● **EXERCISE OBJECTIVE**: Within this listing, how many lines carry the string "sand"? State the number only.

● **RECORDS FOR THIS EXERCISE**:
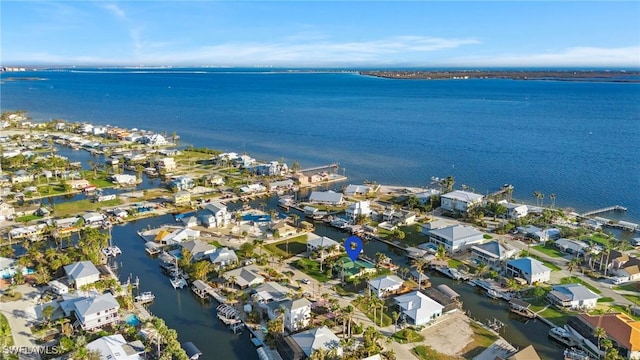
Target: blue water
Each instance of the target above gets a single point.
(578, 140)
(132, 320)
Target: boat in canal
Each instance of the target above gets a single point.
(144, 297)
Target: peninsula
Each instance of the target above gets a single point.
(557, 75)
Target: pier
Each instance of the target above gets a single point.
(606, 209)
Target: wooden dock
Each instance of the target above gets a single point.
(606, 209)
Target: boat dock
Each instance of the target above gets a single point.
(601, 210)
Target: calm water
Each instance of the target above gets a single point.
(577, 140)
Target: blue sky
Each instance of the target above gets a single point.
(324, 33)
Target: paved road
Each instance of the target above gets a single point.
(20, 315)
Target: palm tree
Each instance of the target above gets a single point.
(419, 265)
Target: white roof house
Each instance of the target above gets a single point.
(574, 296)
(456, 237)
(82, 273)
(115, 347)
(459, 200)
(245, 276)
(96, 312)
(318, 242)
(418, 308)
(315, 339)
(223, 257)
(532, 270)
(326, 197)
(383, 286)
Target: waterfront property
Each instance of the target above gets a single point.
(455, 238)
(115, 347)
(493, 253)
(573, 296)
(532, 270)
(385, 286)
(418, 308)
(623, 331)
(460, 201)
(82, 273)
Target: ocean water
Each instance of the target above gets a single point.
(578, 140)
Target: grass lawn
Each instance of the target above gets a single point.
(424, 352)
(551, 251)
(386, 319)
(556, 316)
(576, 280)
(407, 335)
(74, 207)
(297, 245)
(312, 268)
(28, 218)
(8, 338)
(482, 339)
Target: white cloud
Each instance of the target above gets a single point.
(115, 10)
(574, 56)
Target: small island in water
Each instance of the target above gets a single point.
(558, 75)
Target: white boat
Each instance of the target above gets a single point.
(178, 282)
(146, 296)
(563, 336)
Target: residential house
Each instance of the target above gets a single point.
(515, 211)
(571, 246)
(297, 314)
(418, 309)
(97, 312)
(79, 184)
(349, 269)
(82, 273)
(182, 197)
(455, 238)
(115, 347)
(223, 257)
(573, 296)
(270, 291)
(532, 270)
(460, 201)
(21, 176)
(385, 285)
(321, 242)
(7, 211)
(183, 183)
(624, 265)
(198, 249)
(245, 276)
(326, 197)
(220, 217)
(315, 339)
(359, 190)
(493, 253)
(92, 218)
(622, 330)
(124, 179)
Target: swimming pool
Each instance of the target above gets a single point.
(132, 320)
(9, 273)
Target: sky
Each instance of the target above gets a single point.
(321, 33)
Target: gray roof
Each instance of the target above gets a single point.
(325, 197)
(315, 339)
(385, 282)
(575, 292)
(529, 265)
(81, 269)
(456, 232)
(97, 304)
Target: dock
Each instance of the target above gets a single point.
(602, 210)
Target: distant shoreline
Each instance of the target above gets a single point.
(590, 76)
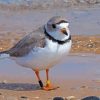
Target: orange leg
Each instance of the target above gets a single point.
(39, 80)
(48, 86)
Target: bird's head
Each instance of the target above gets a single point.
(57, 27)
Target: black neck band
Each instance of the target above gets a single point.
(55, 40)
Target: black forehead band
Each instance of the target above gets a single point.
(62, 21)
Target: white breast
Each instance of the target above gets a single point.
(42, 58)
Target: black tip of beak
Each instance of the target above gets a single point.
(64, 31)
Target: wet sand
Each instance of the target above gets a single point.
(77, 76)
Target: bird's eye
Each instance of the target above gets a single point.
(53, 25)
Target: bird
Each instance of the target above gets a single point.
(43, 48)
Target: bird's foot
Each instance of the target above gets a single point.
(49, 87)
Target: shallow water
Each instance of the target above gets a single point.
(81, 66)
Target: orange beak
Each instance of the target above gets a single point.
(63, 30)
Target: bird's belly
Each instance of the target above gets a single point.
(42, 58)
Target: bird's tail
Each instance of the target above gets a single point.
(4, 55)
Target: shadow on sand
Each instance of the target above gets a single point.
(20, 86)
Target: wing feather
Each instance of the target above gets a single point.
(29, 42)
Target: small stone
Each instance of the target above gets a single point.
(11, 98)
(36, 97)
(24, 98)
(84, 87)
(4, 81)
(91, 98)
(70, 98)
(58, 98)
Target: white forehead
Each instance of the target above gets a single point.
(64, 25)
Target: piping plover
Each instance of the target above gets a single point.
(43, 48)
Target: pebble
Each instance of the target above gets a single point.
(10, 98)
(91, 98)
(70, 98)
(4, 82)
(24, 98)
(58, 98)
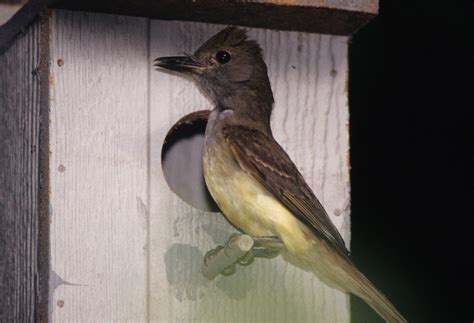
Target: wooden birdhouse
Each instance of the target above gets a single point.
(98, 221)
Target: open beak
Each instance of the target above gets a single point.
(183, 64)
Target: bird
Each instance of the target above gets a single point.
(251, 177)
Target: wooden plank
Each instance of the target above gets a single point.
(19, 163)
(337, 17)
(309, 76)
(98, 167)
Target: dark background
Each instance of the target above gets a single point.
(411, 102)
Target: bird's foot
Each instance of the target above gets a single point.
(239, 249)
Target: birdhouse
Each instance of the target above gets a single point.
(104, 212)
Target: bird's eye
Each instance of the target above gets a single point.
(223, 57)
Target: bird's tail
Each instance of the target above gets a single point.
(373, 297)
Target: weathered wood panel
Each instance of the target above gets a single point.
(98, 167)
(308, 74)
(19, 163)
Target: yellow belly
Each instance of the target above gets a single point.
(248, 205)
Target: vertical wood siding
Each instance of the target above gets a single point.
(126, 248)
(308, 74)
(98, 167)
(19, 162)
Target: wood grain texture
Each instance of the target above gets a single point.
(99, 168)
(308, 73)
(336, 17)
(19, 164)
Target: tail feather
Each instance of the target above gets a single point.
(377, 300)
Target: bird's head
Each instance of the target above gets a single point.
(226, 65)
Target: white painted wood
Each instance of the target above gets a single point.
(99, 167)
(309, 76)
(19, 162)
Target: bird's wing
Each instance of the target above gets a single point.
(263, 158)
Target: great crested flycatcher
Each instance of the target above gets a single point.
(250, 176)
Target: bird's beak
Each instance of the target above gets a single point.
(182, 64)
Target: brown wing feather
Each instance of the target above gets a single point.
(264, 159)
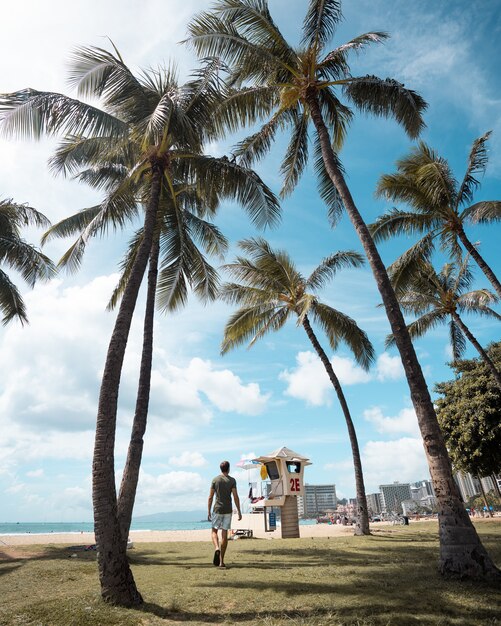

● **ANSWER TO THIS PROBLEM**: 2